Your objective:
Every line below from the one containing "Target: empty room" to the final line must be reproduced exactly, and no other line may appear in the answer.

##############################

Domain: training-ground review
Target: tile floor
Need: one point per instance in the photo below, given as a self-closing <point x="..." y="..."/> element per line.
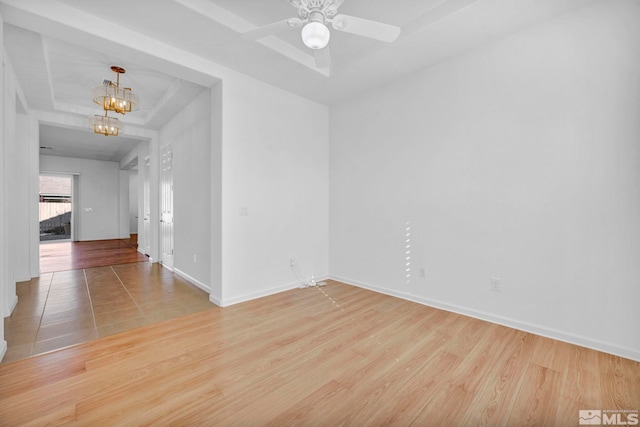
<point x="63" y="308"/>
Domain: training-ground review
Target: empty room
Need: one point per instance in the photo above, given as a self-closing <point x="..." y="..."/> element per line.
<point x="320" y="212"/>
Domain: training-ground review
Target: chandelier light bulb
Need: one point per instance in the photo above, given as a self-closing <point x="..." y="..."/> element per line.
<point x="315" y="35"/>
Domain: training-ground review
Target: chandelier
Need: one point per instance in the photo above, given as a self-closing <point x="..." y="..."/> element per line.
<point x="105" y="125"/>
<point x="112" y="97"/>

##############################

Solution below:
Target: empty room
Need: one point per instance in the photo above, given as a self-closing <point x="..." y="..."/> element per line.
<point x="320" y="212"/>
Domain: training-ground review
Target: chandelier light bulb
Need: one point per instance in the photo above, given as a self-closing <point x="..." y="..."/> element per line.
<point x="315" y="35"/>
Domain: training-ground review
Target: chandelier
Need: one point per instance in the photo above, given as a self-closing <point x="..." y="..."/> element per line.
<point x="105" y="125"/>
<point x="112" y="97"/>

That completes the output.